- **WHAT YOU WILL DO**
Where a line of the entries below includes the string "Draw", count it. Give only the resulting number.

====== DATA FOR REVIEW ======

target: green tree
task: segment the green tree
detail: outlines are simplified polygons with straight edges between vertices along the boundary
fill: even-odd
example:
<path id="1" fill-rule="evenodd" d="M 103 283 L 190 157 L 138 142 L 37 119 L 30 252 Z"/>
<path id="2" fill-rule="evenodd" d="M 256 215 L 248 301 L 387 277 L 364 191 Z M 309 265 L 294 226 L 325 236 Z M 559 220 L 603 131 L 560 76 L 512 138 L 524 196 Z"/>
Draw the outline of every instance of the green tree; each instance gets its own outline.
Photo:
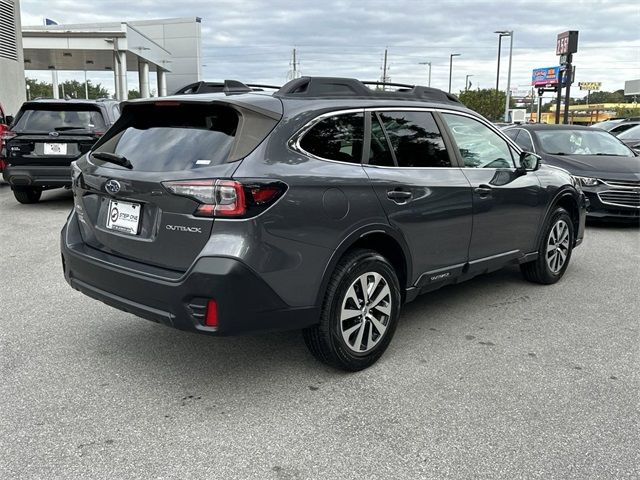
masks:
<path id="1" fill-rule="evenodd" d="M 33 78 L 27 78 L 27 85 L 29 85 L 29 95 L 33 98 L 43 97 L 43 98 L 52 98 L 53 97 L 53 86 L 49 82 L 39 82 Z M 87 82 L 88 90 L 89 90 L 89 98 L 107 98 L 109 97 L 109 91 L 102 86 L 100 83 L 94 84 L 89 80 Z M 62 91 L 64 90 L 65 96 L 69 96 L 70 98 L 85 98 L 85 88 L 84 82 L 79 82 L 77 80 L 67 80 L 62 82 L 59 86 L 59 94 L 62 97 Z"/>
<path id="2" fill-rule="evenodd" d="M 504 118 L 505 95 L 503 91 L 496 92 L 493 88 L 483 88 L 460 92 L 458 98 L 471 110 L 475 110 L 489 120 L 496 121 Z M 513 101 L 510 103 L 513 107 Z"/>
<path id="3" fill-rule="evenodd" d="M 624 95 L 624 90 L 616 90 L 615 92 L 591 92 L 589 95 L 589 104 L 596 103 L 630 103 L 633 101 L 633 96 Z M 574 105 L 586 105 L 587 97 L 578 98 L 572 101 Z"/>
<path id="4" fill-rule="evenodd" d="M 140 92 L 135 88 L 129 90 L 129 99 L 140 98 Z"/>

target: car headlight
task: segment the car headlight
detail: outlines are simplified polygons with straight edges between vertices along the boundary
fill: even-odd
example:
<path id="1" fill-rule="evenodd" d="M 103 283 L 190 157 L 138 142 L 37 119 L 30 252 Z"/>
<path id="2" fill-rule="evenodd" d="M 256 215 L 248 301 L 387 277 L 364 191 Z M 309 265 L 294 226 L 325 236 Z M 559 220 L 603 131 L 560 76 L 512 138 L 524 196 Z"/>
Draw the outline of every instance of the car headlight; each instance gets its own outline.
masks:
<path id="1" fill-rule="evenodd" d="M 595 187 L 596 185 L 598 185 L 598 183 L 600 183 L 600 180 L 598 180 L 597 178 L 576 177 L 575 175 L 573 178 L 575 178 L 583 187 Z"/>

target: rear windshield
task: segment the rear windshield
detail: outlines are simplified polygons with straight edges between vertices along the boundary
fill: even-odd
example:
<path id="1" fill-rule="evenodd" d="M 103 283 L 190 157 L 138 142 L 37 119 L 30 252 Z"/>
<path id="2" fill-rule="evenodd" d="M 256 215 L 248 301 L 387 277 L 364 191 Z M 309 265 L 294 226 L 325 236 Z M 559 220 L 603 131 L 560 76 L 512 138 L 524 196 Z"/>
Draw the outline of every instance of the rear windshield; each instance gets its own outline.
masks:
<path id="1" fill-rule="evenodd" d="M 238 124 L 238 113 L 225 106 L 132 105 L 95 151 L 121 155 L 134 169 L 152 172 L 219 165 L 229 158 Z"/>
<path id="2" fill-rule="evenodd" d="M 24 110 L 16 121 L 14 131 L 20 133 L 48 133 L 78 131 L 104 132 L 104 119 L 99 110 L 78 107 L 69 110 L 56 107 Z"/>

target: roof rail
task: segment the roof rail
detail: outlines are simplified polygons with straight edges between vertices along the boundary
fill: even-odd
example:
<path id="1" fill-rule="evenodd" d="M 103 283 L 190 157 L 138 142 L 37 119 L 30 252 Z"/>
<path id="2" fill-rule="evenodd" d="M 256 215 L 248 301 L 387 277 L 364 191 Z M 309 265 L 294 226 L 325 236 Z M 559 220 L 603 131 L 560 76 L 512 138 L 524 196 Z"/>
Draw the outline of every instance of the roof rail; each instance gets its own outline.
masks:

======

- **SOLUTION FOR THIS TASK**
4